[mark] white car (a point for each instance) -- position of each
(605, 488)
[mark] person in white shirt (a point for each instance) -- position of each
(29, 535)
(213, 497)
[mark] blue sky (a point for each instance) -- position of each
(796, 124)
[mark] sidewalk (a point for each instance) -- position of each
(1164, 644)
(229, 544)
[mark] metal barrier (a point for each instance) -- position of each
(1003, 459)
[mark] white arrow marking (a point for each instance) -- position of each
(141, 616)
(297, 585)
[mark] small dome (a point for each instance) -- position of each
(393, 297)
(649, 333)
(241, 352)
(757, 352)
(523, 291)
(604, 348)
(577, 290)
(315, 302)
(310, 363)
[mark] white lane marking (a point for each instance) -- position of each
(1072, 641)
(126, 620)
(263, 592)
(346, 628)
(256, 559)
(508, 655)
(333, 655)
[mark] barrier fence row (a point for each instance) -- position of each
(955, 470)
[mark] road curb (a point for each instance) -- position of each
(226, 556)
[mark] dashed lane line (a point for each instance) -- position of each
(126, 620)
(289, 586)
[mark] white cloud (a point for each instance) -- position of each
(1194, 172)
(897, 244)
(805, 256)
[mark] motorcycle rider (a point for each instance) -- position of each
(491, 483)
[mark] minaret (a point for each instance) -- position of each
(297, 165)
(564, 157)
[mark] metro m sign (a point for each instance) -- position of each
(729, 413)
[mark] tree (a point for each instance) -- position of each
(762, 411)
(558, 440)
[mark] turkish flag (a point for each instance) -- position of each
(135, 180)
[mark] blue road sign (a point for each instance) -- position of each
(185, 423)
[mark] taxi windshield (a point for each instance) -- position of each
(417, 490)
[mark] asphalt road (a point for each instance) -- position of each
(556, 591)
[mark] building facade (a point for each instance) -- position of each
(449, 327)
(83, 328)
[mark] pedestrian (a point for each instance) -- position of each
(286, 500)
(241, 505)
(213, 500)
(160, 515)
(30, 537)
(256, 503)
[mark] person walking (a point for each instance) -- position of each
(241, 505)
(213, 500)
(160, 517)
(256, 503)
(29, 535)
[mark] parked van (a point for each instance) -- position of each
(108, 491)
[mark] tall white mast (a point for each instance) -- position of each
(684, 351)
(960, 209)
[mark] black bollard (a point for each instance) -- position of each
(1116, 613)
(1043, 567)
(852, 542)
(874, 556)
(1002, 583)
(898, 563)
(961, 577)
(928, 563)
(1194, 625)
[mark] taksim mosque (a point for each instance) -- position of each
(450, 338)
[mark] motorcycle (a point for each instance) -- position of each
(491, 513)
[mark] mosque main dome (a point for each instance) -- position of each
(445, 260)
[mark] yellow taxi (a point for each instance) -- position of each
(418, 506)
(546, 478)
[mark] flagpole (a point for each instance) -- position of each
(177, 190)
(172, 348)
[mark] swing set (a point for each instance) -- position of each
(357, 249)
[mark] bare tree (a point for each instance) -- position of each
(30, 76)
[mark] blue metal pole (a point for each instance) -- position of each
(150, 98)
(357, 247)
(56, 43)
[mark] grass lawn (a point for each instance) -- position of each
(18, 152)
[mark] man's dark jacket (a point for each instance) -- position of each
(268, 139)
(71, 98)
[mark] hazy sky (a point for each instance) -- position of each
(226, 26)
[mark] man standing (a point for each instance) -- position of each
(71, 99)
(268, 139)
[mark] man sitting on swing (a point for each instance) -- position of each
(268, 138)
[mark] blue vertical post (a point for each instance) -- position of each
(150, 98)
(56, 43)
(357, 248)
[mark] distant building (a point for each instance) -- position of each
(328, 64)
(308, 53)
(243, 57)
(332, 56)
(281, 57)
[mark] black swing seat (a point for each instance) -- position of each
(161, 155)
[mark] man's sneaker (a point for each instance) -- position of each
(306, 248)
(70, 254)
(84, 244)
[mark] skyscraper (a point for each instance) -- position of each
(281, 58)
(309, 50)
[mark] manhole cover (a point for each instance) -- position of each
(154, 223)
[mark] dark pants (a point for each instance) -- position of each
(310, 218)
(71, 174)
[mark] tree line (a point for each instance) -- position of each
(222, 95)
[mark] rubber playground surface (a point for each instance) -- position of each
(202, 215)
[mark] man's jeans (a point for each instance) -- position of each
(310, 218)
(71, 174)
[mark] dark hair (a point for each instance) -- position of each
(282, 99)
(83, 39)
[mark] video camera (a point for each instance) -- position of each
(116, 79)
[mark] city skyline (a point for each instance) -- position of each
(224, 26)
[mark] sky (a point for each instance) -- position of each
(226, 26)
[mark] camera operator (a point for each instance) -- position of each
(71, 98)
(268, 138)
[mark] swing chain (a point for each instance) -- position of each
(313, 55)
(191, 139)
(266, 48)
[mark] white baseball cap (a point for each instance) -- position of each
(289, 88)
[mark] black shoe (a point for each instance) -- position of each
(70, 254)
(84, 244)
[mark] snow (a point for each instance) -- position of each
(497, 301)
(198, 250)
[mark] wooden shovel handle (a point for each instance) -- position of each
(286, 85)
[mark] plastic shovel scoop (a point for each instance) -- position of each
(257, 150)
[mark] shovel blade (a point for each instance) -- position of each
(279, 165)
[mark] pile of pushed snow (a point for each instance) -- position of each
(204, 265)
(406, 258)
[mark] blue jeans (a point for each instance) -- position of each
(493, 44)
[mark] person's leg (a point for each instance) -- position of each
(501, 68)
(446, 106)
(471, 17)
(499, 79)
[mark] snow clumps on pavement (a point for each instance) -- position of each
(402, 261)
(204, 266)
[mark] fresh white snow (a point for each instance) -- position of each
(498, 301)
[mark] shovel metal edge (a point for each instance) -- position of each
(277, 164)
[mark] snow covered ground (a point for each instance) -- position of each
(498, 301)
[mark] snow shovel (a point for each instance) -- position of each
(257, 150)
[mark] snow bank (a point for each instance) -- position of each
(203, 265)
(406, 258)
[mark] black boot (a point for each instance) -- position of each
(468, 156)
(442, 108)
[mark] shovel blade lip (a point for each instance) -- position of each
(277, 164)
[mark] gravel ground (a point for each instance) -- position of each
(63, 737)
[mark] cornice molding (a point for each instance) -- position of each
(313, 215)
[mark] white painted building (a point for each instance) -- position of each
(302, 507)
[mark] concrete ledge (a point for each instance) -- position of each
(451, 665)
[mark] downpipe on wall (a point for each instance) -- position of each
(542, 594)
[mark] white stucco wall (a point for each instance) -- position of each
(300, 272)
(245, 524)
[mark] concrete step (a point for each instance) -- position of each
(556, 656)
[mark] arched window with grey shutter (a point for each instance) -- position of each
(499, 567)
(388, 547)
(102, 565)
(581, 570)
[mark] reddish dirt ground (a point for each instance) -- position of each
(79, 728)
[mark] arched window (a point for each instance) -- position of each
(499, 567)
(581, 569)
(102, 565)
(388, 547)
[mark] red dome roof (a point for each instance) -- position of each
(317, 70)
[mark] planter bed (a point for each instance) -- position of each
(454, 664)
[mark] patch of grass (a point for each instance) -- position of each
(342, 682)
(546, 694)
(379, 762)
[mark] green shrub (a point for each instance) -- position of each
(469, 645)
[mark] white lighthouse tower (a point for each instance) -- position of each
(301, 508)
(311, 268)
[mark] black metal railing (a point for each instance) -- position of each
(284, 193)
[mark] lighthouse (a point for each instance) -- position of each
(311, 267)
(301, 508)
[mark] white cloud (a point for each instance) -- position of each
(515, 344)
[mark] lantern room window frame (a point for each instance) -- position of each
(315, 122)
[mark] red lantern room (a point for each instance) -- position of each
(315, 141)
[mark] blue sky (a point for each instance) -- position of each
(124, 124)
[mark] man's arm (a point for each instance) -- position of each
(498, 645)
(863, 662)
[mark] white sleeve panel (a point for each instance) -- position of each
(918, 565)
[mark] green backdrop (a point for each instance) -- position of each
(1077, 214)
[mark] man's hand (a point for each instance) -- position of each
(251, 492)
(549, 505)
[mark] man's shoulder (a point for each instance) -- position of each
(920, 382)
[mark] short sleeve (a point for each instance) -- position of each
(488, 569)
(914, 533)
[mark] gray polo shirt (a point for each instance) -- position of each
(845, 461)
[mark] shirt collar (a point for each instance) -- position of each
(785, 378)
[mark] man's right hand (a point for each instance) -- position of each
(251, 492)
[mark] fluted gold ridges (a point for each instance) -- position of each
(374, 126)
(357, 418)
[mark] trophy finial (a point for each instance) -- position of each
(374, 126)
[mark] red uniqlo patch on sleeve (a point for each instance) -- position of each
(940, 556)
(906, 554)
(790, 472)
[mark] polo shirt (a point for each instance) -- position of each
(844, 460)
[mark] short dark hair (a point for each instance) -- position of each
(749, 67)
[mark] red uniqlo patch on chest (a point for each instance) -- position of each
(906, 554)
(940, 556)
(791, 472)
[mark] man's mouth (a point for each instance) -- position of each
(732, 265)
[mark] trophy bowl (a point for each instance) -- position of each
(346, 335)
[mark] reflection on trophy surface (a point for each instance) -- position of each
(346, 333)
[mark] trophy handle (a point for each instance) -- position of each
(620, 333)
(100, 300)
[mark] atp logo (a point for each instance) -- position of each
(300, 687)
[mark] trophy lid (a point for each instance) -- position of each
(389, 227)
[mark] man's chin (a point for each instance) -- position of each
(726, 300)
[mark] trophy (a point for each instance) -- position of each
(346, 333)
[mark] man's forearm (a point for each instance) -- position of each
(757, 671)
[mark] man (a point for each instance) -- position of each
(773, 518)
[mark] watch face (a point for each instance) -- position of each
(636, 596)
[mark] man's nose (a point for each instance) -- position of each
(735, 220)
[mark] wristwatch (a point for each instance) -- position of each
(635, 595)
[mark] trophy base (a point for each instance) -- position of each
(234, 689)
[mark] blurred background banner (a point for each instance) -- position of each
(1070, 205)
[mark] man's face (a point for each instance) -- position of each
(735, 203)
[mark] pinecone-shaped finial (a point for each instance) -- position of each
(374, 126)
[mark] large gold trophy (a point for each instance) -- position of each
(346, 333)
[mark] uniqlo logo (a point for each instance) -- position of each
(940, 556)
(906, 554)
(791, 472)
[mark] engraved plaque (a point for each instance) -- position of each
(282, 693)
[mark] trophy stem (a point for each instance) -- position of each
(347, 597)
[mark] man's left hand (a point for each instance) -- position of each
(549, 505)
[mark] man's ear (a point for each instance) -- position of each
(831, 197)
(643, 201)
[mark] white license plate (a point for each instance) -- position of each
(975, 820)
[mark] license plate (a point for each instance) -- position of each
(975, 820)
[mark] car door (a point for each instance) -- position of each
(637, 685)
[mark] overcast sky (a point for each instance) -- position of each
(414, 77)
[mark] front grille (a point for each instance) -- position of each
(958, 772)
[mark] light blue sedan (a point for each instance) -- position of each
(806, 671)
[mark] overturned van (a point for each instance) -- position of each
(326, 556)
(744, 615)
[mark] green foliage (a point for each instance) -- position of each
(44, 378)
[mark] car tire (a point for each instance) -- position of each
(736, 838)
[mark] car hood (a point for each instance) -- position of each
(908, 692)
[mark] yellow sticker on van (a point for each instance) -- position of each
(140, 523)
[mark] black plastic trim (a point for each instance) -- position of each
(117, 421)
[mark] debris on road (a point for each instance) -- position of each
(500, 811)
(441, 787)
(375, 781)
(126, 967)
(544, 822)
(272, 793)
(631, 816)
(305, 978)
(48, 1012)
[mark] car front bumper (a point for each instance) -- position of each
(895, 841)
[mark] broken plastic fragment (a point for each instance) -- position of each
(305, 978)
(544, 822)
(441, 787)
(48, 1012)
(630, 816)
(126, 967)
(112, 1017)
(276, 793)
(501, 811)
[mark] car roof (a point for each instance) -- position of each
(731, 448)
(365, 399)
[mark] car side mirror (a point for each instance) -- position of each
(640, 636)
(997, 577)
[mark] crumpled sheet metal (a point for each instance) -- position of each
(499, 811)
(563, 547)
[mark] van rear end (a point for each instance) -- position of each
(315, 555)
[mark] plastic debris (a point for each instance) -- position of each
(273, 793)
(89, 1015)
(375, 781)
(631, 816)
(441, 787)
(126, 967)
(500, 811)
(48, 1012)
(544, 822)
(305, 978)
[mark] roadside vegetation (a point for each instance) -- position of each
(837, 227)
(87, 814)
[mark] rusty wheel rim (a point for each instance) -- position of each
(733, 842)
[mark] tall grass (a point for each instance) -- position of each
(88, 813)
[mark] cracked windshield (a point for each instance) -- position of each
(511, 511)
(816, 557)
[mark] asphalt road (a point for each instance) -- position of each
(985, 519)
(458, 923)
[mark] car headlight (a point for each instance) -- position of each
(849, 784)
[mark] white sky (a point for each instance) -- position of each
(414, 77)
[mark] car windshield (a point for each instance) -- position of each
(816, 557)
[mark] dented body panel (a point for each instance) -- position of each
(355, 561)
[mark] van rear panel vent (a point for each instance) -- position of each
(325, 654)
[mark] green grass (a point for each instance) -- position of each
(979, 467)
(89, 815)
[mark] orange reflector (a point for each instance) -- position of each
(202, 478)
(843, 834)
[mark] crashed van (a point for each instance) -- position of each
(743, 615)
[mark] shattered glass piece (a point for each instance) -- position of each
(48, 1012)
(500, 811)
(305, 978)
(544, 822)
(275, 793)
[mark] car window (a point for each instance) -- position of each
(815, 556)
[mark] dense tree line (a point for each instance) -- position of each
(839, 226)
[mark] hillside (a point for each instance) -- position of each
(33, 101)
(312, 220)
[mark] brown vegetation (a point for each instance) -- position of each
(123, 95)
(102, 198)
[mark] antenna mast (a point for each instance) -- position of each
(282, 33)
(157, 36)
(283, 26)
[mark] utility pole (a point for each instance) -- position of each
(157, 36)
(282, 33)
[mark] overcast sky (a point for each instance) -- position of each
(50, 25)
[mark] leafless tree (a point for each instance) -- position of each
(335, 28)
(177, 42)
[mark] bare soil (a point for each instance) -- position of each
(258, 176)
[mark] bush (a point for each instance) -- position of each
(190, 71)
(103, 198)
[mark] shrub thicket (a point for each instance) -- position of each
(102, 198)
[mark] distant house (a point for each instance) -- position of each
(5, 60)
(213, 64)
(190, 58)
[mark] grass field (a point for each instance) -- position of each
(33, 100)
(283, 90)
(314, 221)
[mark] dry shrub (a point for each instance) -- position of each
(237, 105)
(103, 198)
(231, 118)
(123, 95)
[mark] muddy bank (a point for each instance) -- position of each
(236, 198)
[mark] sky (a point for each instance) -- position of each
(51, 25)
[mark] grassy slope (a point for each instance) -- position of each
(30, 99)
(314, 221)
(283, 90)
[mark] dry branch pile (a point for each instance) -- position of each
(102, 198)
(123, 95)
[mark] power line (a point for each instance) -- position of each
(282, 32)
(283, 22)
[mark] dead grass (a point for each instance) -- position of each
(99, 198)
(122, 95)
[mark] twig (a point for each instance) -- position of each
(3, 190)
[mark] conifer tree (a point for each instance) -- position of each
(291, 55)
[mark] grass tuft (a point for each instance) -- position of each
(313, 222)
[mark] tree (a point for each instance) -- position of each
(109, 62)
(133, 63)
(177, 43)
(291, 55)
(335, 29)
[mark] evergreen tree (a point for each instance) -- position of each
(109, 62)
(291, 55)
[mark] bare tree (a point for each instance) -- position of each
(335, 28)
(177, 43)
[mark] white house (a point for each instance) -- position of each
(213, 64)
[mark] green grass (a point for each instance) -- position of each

Exercise description - Print the line containing "[mark] dense tree" and every line after it to the end of the records above, exactly as written, and nothing else.

Expected output -
[mark] dense tree line (a point for each instance) -- position of each
(839, 226)
[mark] hillside (a point for each instance) -- position of each
(33, 101)
(312, 220)
[mark] brown vegetation (a point for each instance) -- position of each
(123, 95)
(102, 198)
[mark] antenna mast (a point for each instance) -- position of each
(282, 33)
(157, 36)
(283, 26)
[mark] utility pole (a point for each instance) -- position of each
(157, 36)
(282, 33)
[mark] overcast sky (a point for each instance) -- position of each
(50, 25)
[mark] leafless tree (a point for each instance) -- position of each
(335, 28)
(177, 42)
[mark] bare soil (a point for each instance) -- position of each
(258, 176)
[mark] bush (a point for each instance) -- position of each
(190, 71)
(103, 198)
[mark] shrub thicket (a point for each instance) -- position of each
(102, 198)
[mark] distant house (a point for each instance) -- position of each
(5, 60)
(213, 64)
(190, 58)
[mark] grass field (a point for each instance) -- position of each
(33, 100)
(283, 90)
(314, 221)
[mark] dry shrub (a point for each instance) -- position of each
(237, 105)
(103, 198)
(231, 118)
(123, 95)
[mark] muddy bank (a point for each instance) -- position of each
(236, 198)
[mark] sky (a point for each instance) -- position of each
(51, 25)
[mark] grassy slope (a point for each instance) -- position of each
(30, 99)
(314, 221)
(283, 90)
[mark] dry branch pile (a point for each instance) -- position of each
(102, 198)
(123, 95)
[mark] power line (a point for each instance) -- position of each
(282, 32)
(283, 22)
[mark] dead grass (a point for each instance) -- position of each
(99, 198)
(122, 95)
[mark] twig (a point for each instance) -- position of each
(3, 190)
[mark] conifer tree (a point for each instance) -- position of each
(291, 55)
[mark] grass tuft (a point for each instance) -- position of each
(313, 222)
[mark] tree (a point for each instance) -- position of each
(109, 62)
(133, 63)
(177, 43)
(291, 55)
(335, 29)
[mark] evergreen tree (a point for each instance) -- position of each
(109, 62)
(291, 55)
[mark] bare tree (a point for each instance) -- position of each
(335, 28)
(177, 43)
[mark] white house (a point for each instance) -- position of each
(213, 64)
[mark] green grass (a point for each instance) -- position of each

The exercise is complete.